Extracted text |
□ □ □ □
Right. There are pages or whole chapters of other posts on this subject, on this and other threads. I was continuing those threads (and linking them together) more than I was responding to your particular post.
I added something that I hadn't said as clearly as I wanted to last time I saw this tip.
Your post brought it back into view (thank you), so I added the comment I had been saving for a while.
I could have said "By the way, pennies newer than 1982 are mostly zinc, which is much more toxic then copper, and if the zinc started to dissolve ... yack yack yack."
>> Also, it would take a heck of a long time for the copper, any copper, to sit in water for it to do anything otherwise we would all be replacing our copper plumbing every two months.
I was talking about
tiny amounts dissolving that would either bother birds, or concern bird lovers. We didn't find very definite numbers about what the totally safe levels of copper exposure would be for birds.
(Even with zinc and humans, where it's a more serious issue, I recall numbers like 10 mg recommended, , 40 mg probably not harmful, 75 mg maybe harmful or 150 mg probably some chronic effects. That's for big, fat human beings, so the numbers for birds might be much much lower.)
As to city water causing copper pipes to corrode so fast they would need to be replaced: yes, you're very right. Many towns neutralize acid water and pump it around slightly alkaline exactly so that it doesn't corrode pipes as fast and put copper, iron or whatever bad-tasting ions into drinking water.
□ □ □ □
(Referring-expression pointing data)
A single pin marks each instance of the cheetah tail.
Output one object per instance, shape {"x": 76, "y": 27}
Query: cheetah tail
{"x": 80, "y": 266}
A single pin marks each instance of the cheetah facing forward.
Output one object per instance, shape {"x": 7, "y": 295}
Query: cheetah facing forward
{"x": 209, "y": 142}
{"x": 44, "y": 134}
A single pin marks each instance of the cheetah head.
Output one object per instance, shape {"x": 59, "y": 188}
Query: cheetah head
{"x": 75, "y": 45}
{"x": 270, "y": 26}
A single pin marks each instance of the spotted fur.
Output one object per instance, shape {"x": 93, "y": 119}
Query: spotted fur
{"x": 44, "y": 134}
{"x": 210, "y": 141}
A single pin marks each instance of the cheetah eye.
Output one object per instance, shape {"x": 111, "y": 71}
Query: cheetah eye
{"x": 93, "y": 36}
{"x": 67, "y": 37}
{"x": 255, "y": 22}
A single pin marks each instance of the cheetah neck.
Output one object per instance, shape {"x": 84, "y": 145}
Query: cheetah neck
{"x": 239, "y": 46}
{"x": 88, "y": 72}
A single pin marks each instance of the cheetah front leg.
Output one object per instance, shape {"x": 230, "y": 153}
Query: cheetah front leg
□ □ □ □
Could you pick up the forum post about copper, zinc, and birds after its last sentence and keep it going? This data has no connection to the forum post about copper, zinc, and birds.

Written answer |
Even with water from acid rain: you're right about it not eating copper so fast that pipes need replacement frequently. To corrode copper tubing enough to cause a leak and need replacement, acid water would have to eat away something like 30-50 thousandths of an inch. Call it almost a whole millimeter! I think it would taste very funky if it was being eaten away by one millimeter per decade.
http://www.gizmology.net/pipe....
BTW: the issue with toxicity in copper pipes with acid water is more the lead in the solder, if the pipes were soldered. Lead is so much more toxic than copper that a little solder is a bigger problem than long pipes! And yet, Rome city water was delivered in lead pipes and they didn't drop dead in droves.
Maybe they hadn't invented acid rain yet.
Maybe (I'm speculating) the copper metal in our modern pipes
encourages lead solder to dissolve because the lead is a little more electronegative than copper. The Romans only had lead in their system, no copper, so there was no "battery" between two dissimilar metals. "Galvanic corrosion" - that's the phrase I was looking for.